* _YOUR TASK_
Recast every line of the records below as a numbered list, leaving out blank lines.

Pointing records
-- -- --

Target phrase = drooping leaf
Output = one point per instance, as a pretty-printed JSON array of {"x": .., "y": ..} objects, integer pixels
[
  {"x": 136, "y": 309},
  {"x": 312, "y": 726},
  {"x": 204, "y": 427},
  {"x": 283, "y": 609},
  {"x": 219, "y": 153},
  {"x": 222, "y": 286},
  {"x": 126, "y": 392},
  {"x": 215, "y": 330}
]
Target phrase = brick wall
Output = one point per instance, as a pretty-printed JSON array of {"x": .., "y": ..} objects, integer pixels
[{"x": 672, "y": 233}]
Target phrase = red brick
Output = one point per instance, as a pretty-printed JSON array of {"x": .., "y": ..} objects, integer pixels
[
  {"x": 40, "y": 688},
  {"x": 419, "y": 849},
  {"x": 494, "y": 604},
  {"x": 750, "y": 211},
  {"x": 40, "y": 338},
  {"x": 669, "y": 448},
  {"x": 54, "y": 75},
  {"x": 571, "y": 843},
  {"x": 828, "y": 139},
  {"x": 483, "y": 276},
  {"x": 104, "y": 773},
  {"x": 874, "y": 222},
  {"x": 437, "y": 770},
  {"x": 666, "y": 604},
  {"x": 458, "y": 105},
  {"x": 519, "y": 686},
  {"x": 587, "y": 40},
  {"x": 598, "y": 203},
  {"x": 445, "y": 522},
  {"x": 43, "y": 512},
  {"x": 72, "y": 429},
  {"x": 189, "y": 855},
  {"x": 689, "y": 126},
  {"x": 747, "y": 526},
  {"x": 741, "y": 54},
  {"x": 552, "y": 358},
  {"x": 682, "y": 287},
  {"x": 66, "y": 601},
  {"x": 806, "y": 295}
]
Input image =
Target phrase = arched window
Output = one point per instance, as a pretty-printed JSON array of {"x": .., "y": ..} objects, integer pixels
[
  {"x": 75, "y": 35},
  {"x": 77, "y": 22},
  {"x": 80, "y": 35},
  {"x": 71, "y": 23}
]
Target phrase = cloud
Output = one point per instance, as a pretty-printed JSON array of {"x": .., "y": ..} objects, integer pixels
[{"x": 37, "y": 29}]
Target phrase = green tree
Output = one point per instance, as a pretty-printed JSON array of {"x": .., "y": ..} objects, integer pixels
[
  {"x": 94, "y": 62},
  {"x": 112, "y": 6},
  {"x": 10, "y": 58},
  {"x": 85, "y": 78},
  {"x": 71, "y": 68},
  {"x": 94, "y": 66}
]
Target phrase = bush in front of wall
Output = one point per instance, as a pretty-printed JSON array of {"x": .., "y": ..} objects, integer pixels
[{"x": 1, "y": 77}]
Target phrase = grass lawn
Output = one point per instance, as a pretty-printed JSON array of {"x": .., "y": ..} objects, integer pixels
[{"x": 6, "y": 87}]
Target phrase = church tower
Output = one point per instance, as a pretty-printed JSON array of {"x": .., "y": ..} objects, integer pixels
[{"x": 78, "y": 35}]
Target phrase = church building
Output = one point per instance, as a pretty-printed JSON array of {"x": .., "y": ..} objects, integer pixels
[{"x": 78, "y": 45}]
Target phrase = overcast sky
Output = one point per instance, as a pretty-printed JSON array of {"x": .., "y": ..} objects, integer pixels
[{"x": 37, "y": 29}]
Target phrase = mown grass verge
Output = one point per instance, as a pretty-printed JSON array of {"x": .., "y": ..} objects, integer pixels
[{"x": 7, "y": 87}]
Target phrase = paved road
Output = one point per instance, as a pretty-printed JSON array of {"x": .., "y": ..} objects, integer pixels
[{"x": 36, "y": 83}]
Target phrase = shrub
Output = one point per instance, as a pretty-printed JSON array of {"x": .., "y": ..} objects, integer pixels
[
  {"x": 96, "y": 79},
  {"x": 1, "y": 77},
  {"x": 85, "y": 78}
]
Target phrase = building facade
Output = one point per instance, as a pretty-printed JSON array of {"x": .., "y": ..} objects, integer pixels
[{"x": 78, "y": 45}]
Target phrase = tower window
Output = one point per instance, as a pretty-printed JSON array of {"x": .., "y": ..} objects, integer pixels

-- -- --

* _EXERCISE OUTPUT_
1. Target phrase = drooping leaf
2. Output = one point per instance, as a pretty-printed JSON array of {"x": .., "y": ..} objects, integer pixels
3. [
4.   {"x": 136, "y": 309},
5.   {"x": 312, "y": 726},
6.   {"x": 204, "y": 427},
7.   {"x": 283, "y": 609},
8.   {"x": 219, "y": 153},
9.   {"x": 222, "y": 286},
10.   {"x": 126, "y": 392},
11.   {"x": 215, "y": 330}
12. ]
13. Target phrase = brick wall
14. Output = one point per instance, as a pretty-printed JSON array of {"x": .., "y": ..} objects, integer pixels
15. [{"x": 672, "y": 233}]
16. Target phrase = red brick
17. Output = one point per instance, as a pretty-printed JSON array of {"x": .., "y": ..} objects, integer pixels
18. [
19.   {"x": 40, "y": 688},
20.   {"x": 419, "y": 849},
21.   {"x": 494, "y": 604},
22.   {"x": 750, "y": 211},
23.   {"x": 40, "y": 338},
24.   {"x": 669, "y": 448},
25.   {"x": 54, "y": 75},
26.   {"x": 571, "y": 843},
27.   {"x": 828, "y": 139},
28.   {"x": 483, "y": 276},
29.   {"x": 104, "y": 773},
30.   {"x": 874, "y": 222},
31.   {"x": 437, "y": 770},
32.   {"x": 666, "y": 604},
33.   {"x": 458, "y": 105},
34.   {"x": 519, "y": 686},
35.   {"x": 587, "y": 40},
36.   {"x": 598, "y": 203},
37.   {"x": 445, "y": 522},
38.   {"x": 43, "y": 512},
39.   {"x": 72, "y": 429},
40.   {"x": 189, "y": 855},
41.   {"x": 689, "y": 126},
42.   {"x": 747, "y": 526},
43.   {"x": 741, "y": 54},
44.   {"x": 552, "y": 358},
45.   {"x": 682, "y": 287},
46.   {"x": 66, "y": 601},
47.   {"x": 806, "y": 295}
48. ]
49. Input image =
50. Target phrase = arched window
51. Output = one point per instance, as a pretty-printed JSON array of {"x": .., "y": ..} objects, integer pixels
52. [
53.   {"x": 75, "y": 35},
54.   {"x": 77, "y": 22},
55.   {"x": 80, "y": 35},
56.   {"x": 71, "y": 23}
57. ]
58. Target phrase = cloud
59. Output = one point per instance, as a pretty-printed JSON array of {"x": .., "y": ..} objects, integer pixels
60. [{"x": 37, "y": 29}]
61. Target phrase = green tree
62. Output = one point per instance, as a pretty-printed JSON array of {"x": .., "y": ..} objects, integer pixels
63. [
64.   {"x": 94, "y": 62},
65.   {"x": 112, "y": 6},
66.   {"x": 10, "y": 58},
67.   {"x": 85, "y": 78},
68.   {"x": 71, "y": 68},
69.   {"x": 94, "y": 66}
70. ]
71. Target phrase = bush in front of wall
72. Output = one point per instance, as a pretty-printed JSON array of {"x": .., "y": ..} objects, integer pixels
73. [{"x": 1, "y": 77}]
74. Target phrase = grass lawn
75. Output = one point per instance, as a pretty-printed JSON array of {"x": .., "y": ..} objects, integer pixels
76. [{"x": 6, "y": 87}]
77. Target phrase = church tower
78. Output = one point per instance, as a pretty-printed JSON array of {"x": .., "y": ..} objects, integer pixels
79. [{"x": 78, "y": 35}]
80. Target phrase = church building
81. Output = one point per instance, as a pretty-printed JSON array of {"x": .., "y": ..} objects, integer pixels
82. [{"x": 78, "y": 45}]
83. Target phrase = overcast sky
84. Output = one point per instance, as a pretty-printed JSON array of {"x": .., "y": ..} objects, integer pixels
85. [{"x": 37, "y": 29}]
86. Target phrase = mown grass verge
87. Output = one point per instance, as a pretty-printed JSON array of {"x": .., "y": ..} objects, integer pixels
88. [{"x": 7, "y": 87}]
89. Target phrase = paved road
90. Output = one point per instance, as a pretty-printed JSON array of {"x": .., "y": ..} objects, integer pixels
91. [{"x": 36, "y": 83}]
92. Target phrase = shrub
93. Output = one point per instance, as a pretty-printed JSON array of {"x": .., "y": ..} objects, integer pixels
94. [
95.   {"x": 96, "y": 79},
96.   {"x": 1, "y": 77},
97.   {"x": 85, "y": 78}
98. ]
99. Target phrase = building facade
100. Output = one point per instance, as a pretty-printed JSON array of {"x": .., "y": ..} objects, integer pixels
101. [{"x": 78, "y": 45}]
102. Target phrase = tower window
103. Output = one point per instance, as a pretty-printed JSON array of {"x": .., "y": ..} objects, integer pixels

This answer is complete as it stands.